# EXERCISE
Copy the data from the line containing "Find the long" through the end of the data, character for character.
+++++
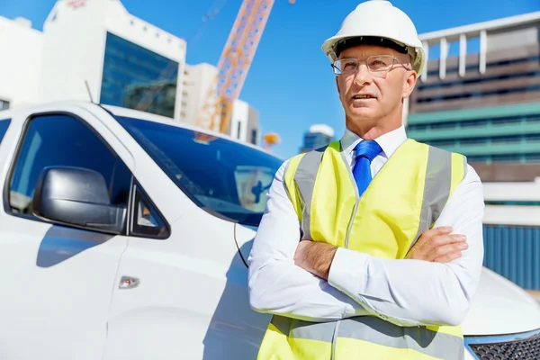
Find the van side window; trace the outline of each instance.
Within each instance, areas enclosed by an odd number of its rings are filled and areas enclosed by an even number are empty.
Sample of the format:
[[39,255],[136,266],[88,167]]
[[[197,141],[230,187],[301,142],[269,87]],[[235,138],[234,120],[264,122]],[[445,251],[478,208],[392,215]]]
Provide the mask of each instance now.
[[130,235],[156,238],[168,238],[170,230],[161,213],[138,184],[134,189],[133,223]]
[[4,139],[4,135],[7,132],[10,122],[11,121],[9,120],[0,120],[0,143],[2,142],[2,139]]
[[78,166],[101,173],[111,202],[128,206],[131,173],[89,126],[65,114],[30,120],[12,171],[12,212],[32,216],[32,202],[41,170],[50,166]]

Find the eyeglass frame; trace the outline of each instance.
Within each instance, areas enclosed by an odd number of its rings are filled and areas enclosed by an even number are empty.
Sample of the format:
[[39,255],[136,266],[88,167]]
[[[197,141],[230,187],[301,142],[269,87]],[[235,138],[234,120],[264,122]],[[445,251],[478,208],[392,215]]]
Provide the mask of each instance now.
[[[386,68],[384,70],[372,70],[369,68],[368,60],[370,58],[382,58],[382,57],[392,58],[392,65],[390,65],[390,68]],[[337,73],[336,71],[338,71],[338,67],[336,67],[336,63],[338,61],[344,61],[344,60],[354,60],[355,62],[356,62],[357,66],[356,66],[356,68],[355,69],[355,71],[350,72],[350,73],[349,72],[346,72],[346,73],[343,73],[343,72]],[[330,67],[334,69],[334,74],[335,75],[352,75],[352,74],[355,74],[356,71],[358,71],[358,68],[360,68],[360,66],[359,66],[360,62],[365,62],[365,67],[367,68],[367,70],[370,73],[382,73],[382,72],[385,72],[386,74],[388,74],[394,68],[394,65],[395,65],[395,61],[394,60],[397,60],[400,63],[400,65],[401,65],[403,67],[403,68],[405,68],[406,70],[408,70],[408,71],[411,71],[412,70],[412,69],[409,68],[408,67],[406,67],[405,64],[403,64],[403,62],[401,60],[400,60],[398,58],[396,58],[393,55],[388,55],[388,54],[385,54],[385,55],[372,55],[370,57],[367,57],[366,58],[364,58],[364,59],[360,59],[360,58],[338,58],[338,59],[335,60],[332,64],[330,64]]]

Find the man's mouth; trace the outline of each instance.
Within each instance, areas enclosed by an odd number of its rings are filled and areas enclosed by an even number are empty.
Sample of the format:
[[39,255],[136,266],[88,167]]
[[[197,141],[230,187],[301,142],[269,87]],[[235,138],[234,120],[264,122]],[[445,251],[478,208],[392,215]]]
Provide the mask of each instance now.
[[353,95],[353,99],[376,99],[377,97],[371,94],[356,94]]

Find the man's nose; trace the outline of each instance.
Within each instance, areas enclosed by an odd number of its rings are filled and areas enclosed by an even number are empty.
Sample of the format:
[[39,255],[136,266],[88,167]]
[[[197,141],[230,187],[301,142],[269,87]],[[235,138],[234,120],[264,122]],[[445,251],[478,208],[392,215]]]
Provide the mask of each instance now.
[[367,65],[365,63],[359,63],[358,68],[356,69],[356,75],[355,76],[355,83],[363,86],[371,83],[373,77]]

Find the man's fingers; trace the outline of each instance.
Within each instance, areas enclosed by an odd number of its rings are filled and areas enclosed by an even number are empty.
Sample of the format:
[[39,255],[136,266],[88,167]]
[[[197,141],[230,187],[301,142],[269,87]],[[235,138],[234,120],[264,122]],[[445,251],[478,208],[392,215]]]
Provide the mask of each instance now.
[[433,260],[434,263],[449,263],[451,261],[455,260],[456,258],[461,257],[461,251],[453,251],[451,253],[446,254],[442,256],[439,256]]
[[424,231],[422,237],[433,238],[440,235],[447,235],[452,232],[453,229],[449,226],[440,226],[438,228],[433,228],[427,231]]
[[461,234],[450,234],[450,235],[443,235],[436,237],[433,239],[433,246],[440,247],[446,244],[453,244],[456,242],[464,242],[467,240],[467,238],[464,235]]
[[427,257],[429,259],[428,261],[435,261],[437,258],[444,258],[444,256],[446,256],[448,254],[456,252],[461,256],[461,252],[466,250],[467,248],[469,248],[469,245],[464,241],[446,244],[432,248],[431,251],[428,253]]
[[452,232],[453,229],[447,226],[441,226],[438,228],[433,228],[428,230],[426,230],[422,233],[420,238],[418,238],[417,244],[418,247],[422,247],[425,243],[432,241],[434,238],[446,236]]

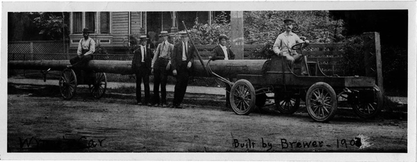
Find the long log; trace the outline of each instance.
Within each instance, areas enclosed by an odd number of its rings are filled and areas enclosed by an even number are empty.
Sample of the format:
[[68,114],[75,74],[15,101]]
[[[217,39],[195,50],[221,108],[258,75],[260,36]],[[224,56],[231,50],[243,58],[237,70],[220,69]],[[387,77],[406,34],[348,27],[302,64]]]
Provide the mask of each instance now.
+++++
# ANSWER FOR THIS EXERCISE
Find the long log; trace the outline of each instance.
Within each instance, areas enclosed by an odd number of its rings are filled and areas enclosed by an even number are empty.
Sample of the format:
[[68,114],[75,74],[15,101]]
[[[217,39],[195,50],[221,108],[258,75],[260,36]],[[224,56],[231,50],[243,58],[237,70],[220,69]],[[387,77],[406,34],[348,27],[302,64]]]
Provide the mask of each instance now.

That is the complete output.